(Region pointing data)
==========

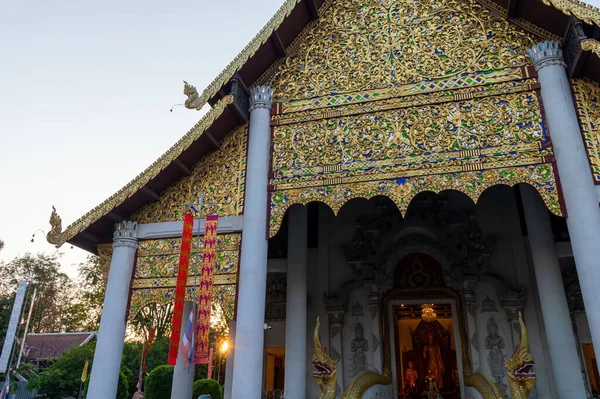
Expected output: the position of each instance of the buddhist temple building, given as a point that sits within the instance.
(415, 174)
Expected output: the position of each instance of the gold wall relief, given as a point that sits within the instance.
(407, 133)
(155, 276)
(220, 177)
(160, 258)
(587, 101)
(403, 190)
(375, 44)
(223, 297)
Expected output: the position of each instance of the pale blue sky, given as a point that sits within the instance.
(85, 92)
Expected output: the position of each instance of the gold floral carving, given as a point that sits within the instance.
(591, 45)
(152, 171)
(368, 45)
(223, 297)
(219, 177)
(415, 92)
(578, 9)
(160, 258)
(587, 100)
(409, 132)
(155, 276)
(403, 190)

==========

Output the records above exactly as written, but leave out the pictures.

> _Result for this exercise_
Expected output: the position of each instance of the buddhist temple building, given as a point that sits within the instance.
(415, 174)
Expected output: the position of each instance of the gold wall relief, given as a point that sits within the instance.
(407, 133)
(155, 276)
(220, 177)
(160, 258)
(587, 101)
(403, 190)
(375, 44)
(223, 297)
Expected output: the position of each instance of the pale blue sky, given as a point that sits within the instance.
(85, 92)
Expected output: the position of each instance of the gold floral carving, given as a point that sits within the instance.
(591, 45)
(152, 171)
(368, 45)
(223, 297)
(219, 177)
(415, 92)
(578, 9)
(160, 258)
(587, 100)
(409, 132)
(155, 276)
(403, 190)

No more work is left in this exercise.